[Stored data entries]
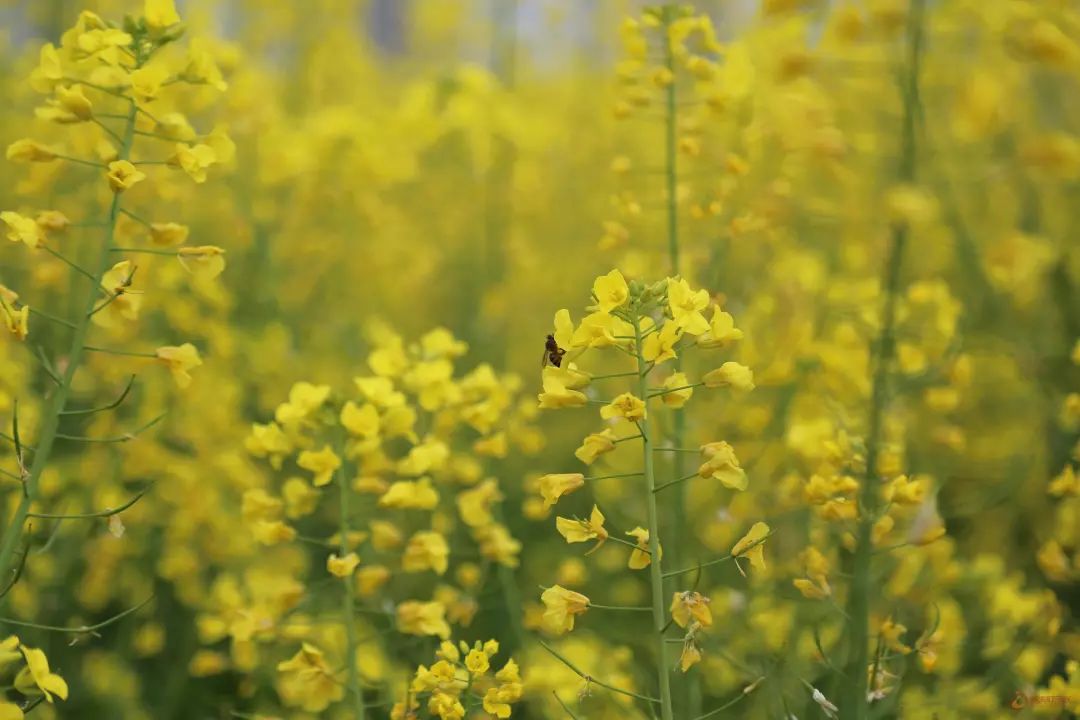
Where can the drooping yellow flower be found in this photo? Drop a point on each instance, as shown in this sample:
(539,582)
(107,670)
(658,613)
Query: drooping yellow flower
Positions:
(677,390)
(22,229)
(123,175)
(561,607)
(610,290)
(556,394)
(730,375)
(719,462)
(639,557)
(686,307)
(204,261)
(426,551)
(582,531)
(410,494)
(341,567)
(323,463)
(30,151)
(193,160)
(721,330)
(362,421)
(307,681)
(167,233)
(554,486)
(660,345)
(160,14)
(179,360)
(626,406)
(37,676)
(595,445)
(752,545)
(416,617)
(687,606)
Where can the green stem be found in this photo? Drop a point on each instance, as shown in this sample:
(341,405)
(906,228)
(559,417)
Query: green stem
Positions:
(854,706)
(348,603)
(656,571)
(13,531)
(680,527)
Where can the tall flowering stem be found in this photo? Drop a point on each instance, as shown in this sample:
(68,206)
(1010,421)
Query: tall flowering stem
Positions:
(656,570)
(42,451)
(859,603)
(348,602)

What is needed:
Without copying any picture, repeat all of the entries exactly.

Written response:
Where can the drooping yellow flower be found in this photo? Drop a point on each instance, as shown in this sample:
(539,582)
(107,670)
(658,613)
Query: drooping yellow flower
Positions:
(677,390)
(22,229)
(123,175)
(561,607)
(610,290)
(556,394)
(730,375)
(719,462)
(639,557)
(686,307)
(204,261)
(426,551)
(582,531)
(410,494)
(341,567)
(323,463)
(30,151)
(193,160)
(721,330)
(362,421)
(307,681)
(167,233)
(554,486)
(660,345)
(160,14)
(179,360)
(626,406)
(37,676)
(595,445)
(752,545)
(416,617)
(687,606)
Where can the green stem be found in this photo? Drop a point on each instance, as shown in this sample:
(341,405)
(906,228)
(559,417)
Query: green stem
Positions:
(854,706)
(348,603)
(656,571)
(13,531)
(680,527)
Where can the tall flowering stem be found in this photo? Drop a point on each instance, as shown in this sample:
(68,206)
(1010,421)
Query: tall flowering stem
Positions:
(656,570)
(42,451)
(859,603)
(348,602)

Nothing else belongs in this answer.